■ **Task to complete**
When you reach the line with "Task: annotate a point on every instance of the mulched", transcribe it and each line after it through the last one below, exactly. Pictures stay out.

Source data
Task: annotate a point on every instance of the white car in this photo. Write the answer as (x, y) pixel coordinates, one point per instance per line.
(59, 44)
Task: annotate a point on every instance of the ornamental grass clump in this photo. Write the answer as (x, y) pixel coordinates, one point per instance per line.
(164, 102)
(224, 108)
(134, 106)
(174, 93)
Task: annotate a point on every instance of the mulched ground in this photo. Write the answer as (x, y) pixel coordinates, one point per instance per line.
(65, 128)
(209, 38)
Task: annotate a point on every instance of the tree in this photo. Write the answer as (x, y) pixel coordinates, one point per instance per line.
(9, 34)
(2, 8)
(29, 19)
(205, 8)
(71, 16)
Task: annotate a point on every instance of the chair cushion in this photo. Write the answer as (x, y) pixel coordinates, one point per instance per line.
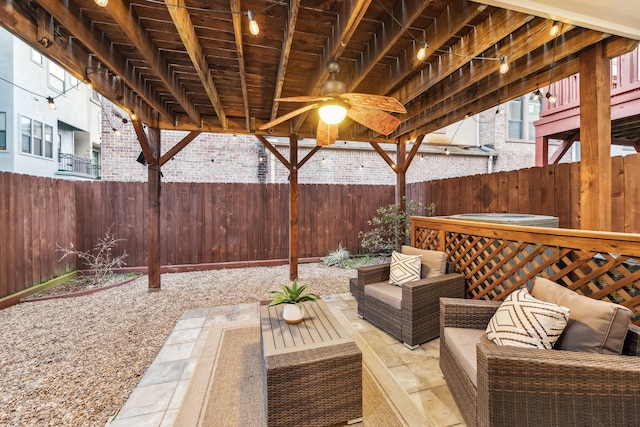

■ **Result of the exercise**
Task: annotate a point on every instance of the mulched ground in this photo. Write the answer as (x, y) pixel coordinates, one point per instance per line.
(65, 128)
(209, 38)
Task: annotate a point on every instance of the tree in this photo. Write the answer as (x, y) pixel coordinates, one point per instance per line.
(9, 34)
(2, 8)
(29, 19)
(205, 8)
(71, 16)
Task: annotate a point on every instance of the chair cushion in this photo. Write the answer as (x, y) pixel coordinates, one point per instance per line.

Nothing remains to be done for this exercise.